= WRITTEN PROBLEM =
Reproduce the listing below verbatim, starting at the line that contains "Where can the dirt" and continuing up to and including the last line of the listing.

— Begin —

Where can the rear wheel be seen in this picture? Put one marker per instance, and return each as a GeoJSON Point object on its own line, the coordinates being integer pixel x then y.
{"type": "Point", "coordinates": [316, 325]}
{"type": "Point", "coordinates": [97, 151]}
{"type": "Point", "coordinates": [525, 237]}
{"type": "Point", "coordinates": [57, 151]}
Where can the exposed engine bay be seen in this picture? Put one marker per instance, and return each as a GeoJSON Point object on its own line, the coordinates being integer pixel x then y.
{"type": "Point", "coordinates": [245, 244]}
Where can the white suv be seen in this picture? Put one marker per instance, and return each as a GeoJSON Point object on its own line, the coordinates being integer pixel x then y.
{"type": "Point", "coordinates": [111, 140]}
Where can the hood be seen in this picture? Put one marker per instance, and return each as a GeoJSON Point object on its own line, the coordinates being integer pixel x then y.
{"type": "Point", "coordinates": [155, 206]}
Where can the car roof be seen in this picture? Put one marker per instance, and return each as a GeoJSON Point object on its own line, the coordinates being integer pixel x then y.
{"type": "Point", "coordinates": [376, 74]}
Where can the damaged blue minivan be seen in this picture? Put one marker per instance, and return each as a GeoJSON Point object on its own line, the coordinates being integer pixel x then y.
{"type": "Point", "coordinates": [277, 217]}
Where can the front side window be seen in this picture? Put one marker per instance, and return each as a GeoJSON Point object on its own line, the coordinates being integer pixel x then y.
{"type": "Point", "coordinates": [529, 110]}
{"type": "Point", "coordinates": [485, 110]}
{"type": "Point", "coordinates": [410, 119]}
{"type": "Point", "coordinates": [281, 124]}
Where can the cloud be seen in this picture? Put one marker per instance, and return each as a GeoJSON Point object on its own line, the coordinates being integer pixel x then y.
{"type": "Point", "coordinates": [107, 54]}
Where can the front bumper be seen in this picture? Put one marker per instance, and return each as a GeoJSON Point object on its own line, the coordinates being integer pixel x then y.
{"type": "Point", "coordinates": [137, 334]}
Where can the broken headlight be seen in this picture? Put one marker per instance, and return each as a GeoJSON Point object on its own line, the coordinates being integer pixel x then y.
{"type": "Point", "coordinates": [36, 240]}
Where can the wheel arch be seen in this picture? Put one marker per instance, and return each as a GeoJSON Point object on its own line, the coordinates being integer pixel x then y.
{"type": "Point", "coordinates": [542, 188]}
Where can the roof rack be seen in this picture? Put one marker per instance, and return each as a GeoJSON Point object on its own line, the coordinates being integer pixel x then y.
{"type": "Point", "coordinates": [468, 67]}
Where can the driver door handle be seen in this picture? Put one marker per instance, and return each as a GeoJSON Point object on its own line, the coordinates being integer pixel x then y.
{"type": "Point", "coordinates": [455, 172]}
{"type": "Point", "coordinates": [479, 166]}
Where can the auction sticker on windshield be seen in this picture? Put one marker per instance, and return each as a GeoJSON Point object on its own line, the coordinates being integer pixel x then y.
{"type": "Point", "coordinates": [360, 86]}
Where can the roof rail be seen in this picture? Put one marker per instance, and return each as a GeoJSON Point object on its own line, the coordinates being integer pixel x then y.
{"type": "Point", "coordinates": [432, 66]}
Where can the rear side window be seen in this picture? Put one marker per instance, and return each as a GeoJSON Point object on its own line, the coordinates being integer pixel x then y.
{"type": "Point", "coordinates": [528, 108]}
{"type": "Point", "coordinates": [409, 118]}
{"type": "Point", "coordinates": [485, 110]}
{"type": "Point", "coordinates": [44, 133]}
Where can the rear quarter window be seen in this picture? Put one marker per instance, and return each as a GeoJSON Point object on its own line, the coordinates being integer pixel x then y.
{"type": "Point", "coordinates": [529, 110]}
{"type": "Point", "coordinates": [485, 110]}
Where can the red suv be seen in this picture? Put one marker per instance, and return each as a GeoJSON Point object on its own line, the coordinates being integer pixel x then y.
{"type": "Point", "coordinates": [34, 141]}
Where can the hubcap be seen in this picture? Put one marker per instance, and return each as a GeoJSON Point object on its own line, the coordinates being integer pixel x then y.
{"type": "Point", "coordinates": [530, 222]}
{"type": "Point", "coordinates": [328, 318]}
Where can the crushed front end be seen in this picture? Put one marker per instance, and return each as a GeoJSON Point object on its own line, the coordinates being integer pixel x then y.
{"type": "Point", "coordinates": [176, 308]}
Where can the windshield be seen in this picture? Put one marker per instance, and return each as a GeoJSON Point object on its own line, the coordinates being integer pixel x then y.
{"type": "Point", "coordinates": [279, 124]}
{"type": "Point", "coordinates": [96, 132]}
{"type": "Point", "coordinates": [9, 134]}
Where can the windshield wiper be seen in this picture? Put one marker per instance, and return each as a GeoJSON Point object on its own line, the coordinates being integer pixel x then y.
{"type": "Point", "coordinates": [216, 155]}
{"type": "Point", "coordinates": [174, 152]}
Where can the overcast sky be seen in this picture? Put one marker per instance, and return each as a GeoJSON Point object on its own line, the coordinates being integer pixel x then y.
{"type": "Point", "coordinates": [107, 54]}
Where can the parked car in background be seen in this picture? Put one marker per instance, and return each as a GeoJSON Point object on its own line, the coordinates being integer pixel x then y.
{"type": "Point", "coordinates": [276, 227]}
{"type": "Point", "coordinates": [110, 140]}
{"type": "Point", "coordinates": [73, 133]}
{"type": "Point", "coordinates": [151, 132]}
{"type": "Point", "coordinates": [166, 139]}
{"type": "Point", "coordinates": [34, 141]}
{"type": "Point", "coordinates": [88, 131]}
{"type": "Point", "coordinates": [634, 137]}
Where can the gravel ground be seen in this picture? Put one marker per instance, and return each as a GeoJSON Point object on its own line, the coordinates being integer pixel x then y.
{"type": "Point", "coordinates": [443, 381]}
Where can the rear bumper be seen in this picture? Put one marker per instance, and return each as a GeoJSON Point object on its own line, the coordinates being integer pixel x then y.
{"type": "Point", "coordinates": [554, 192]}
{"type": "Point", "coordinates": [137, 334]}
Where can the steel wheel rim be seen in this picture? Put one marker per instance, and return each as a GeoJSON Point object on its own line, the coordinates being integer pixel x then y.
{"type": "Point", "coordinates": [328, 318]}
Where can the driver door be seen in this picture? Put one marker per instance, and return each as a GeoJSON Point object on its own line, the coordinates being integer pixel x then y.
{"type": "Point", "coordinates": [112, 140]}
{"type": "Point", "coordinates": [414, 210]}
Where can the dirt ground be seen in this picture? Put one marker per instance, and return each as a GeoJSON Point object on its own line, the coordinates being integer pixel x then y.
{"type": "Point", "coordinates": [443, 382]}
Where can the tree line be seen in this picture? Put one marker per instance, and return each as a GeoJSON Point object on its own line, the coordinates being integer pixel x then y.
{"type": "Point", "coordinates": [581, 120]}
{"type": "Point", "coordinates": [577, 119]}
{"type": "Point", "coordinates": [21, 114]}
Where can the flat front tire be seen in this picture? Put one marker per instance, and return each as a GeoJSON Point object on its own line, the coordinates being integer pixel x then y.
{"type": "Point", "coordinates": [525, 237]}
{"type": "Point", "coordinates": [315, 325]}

— End —

= EXERCISE RESULT =
Where can the dirt ground be seen in this picture? Put one marker per instance, and return each as a GeoJSON Point object on its own line, the coordinates being integer pixel x then y.
{"type": "Point", "coordinates": [443, 382]}
Where can the tree line be seen in this picture? Put one marker per instance, and return each as a GeoJSON Point object on its own line, the coordinates being integer pixel x then y.
{"type": "Point", "coordinates": [581, 120]}
{"type": "Point", "coordinates": [577, 119]}
{"type": "Point", "coordinates": [21, 114]}
Where can the flat front tire be seen in this picture? Put one marker per instance, and return each as a GeoJSON Point object on its own line, the coordinates being integer pixel x then y.
{"type": "Point", "coordinates": [525, 237]}
{"type": "Point", "coordinates": [315, 325]}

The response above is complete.